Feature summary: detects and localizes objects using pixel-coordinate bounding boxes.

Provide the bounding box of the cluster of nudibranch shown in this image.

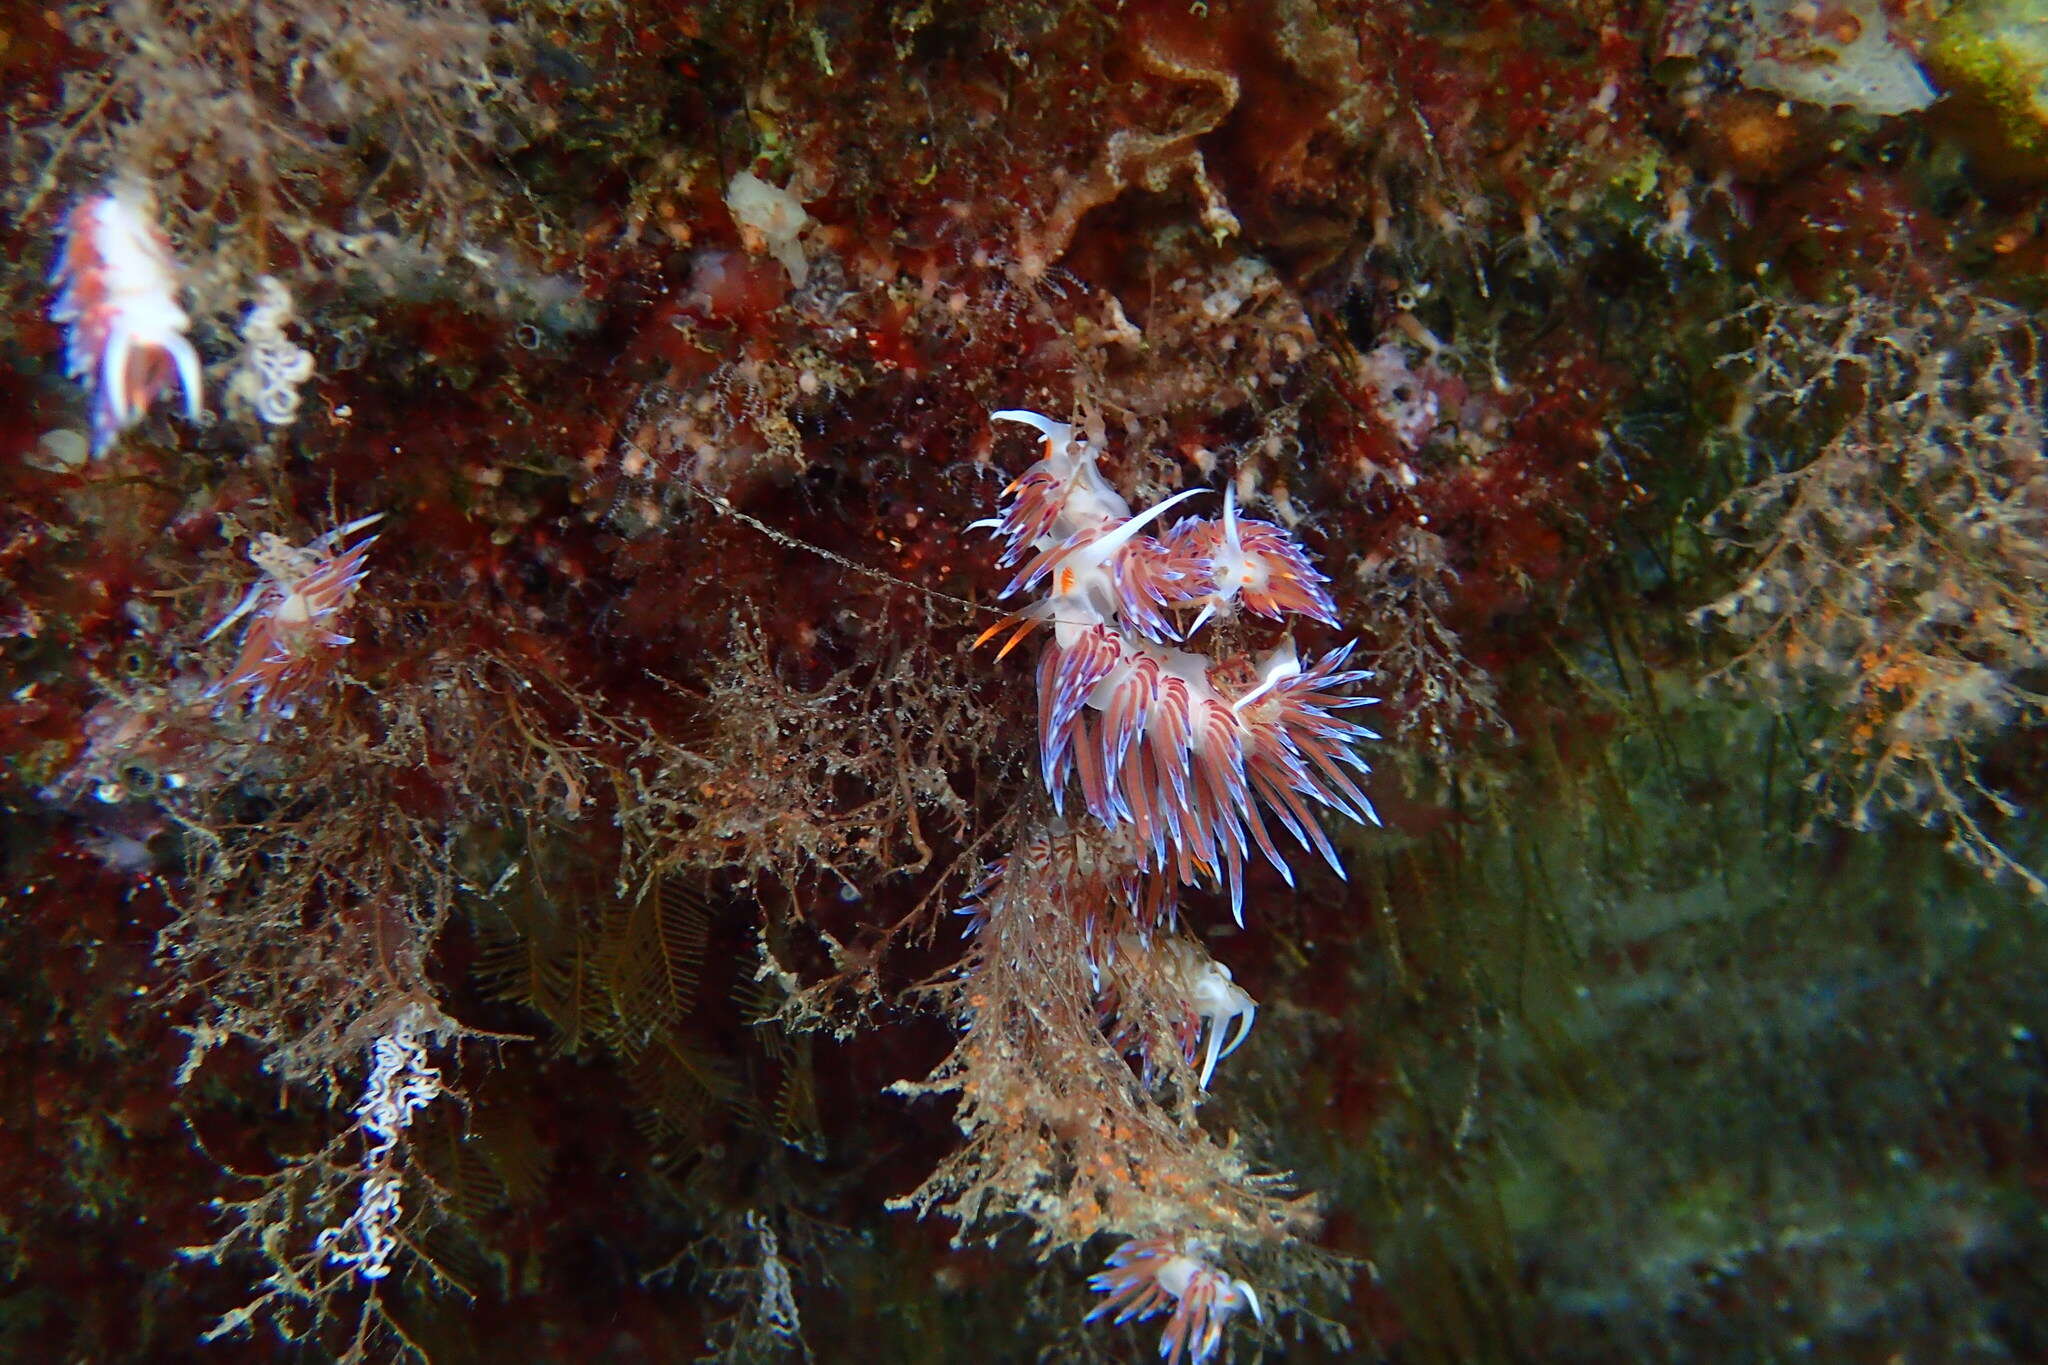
[45,191,379,729]
[975,411,1380,1362]
[975,409,1381,922]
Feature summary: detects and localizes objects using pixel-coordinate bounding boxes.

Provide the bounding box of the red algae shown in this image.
[688,248,793,320]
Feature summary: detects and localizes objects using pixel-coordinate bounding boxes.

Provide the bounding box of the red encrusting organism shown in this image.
[203,514,385,727]
[48,189,204,455]
[973,410,1380,923]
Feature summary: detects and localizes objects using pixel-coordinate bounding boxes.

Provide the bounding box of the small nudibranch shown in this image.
[204,514,384,727]
[49,190,204,455]
[1086,1236,1262,1365]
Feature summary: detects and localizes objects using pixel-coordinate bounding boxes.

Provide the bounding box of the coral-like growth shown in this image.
[177,996,463,1358]
[1698,286,2048,893]
[163,645,543,1094]
[613,618,1000,902]
[892,825,1315,1257]
[146,639,643,1353]
[1352,525,1509,755]
[663,1207,827,1365]
[12,0,537,329]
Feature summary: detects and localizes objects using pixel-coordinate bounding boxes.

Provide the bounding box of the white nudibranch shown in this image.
[49,190,204,455]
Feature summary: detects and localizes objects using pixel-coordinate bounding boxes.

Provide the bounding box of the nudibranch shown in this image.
[49,190,204,455]
[204,514,384,727]
[1087,1236,1262,1365]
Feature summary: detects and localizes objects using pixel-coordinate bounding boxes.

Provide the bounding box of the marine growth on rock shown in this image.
[4,2,2046,1363]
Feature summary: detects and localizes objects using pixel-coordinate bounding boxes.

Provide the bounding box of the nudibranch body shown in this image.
[50,191,204,455]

##########

• _TASK ITEM_: Reproduce each record above by retyping it exactly; omit all images.

• _WRITTEN ANSWER_:
Feature summary: detects and localizes objects using pixel-coordinate bounding boxes.

Provide the bounding box of the cluster of nudibranch shown in this image.

[45,191,379,729]
[975,411,1380,1362]
[975,409,1381,922]
Feature summary: detects and localizes objects using pixel-coordinate bounding boxes.

Provide the bounding box of the red algae shown in this image.
[688,248,793,320]
Feature summary: detects and localizes objects using pixel-coordinate bounding boxes.

Provide the bounding box of the red encrusting organism shown in this image.
[203,514,385,727]
[48,189,204,455]
[973,410,1380,923]
Feature summary: detects and localizes objects using pixel-coordinate bounding boxes.

Provide the bounding box of the small nudibranch shown in this image.
[204,514,384,727]
[49,190,204,455]
[1086,1236,1262,1365]
Feature summary: detects and localizes objects using pixel-coordinate bounding boxes.

Provide the bounding box of the coral-like growth shown in this image.
[177,996,463,1358]
[1698,286,2048,893]
[163,645,543,1094]
[613,618,1000,902]
[892,825,1315,1257]
[146,639,643,1353]
[1352,525,1509,755]
[663,1207,827,1365]
[12,0,537,329]
Feature summary: detects and localizes objects using pixel-coordinate bounding boxes.

Provide the bounding box of the white nudibranch shown in this image.
[49,190,204,455]
Feature summary: detects and localizes objects using pixel-coordinate bounding boxes.

Provide the bounding box of the nudibranch shown in this image.
[49,190,204,455]
[204,514,384,727]
[1087,1236,1262,1365]
Feature summary: detects and localizes objects using pixel-coordinate bounding boxes.

Provide the bounding box of the marine growth on rock shown in this image.
[4,2,2046,1363]
Feature summary: detects and localizes objects using pixel-coordinate bounding boxes.

Provide the bounding box of the nudibranch body shown in this image.
[50,191,204,455]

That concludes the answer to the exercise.